▶ [Given data]
■ ■ ■ ■ ■
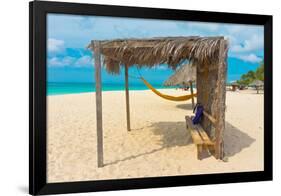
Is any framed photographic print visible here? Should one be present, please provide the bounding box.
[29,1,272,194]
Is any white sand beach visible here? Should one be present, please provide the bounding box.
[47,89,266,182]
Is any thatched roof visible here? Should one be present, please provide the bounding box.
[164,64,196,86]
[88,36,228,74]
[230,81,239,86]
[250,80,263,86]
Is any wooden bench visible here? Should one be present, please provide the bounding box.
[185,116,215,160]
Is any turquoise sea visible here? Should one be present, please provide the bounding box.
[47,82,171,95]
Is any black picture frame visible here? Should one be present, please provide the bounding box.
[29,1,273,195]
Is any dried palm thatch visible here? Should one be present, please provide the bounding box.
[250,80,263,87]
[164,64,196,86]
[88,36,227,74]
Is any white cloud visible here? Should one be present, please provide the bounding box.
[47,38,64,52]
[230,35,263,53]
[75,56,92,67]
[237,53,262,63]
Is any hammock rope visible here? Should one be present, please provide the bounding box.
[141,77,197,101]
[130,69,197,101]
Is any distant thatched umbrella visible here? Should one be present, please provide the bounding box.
■ ■ ■ ■ ■
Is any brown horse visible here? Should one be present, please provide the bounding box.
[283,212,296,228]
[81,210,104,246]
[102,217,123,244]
■ ■ ■ ■ ■
Rewrite the records from the line with "Is any white sand" to the line with "[185,116,215,160]", changing "thatched roof" to "straw roof" and leaving all else the same. Return only those lines.

Is any white sand beach visible here? Should one be present, please provide the bounding box.
[47,89,266,182]
Is any straw roof visible here? Should one be present, please provide the bounding box.
[164,64,196,86]
[88,36,228,74]
[230,81,239,86]
[250,80,263,86]
Is any wooden bench visible here? Should one be present, please provide the bounding box.
[185,116,215,160]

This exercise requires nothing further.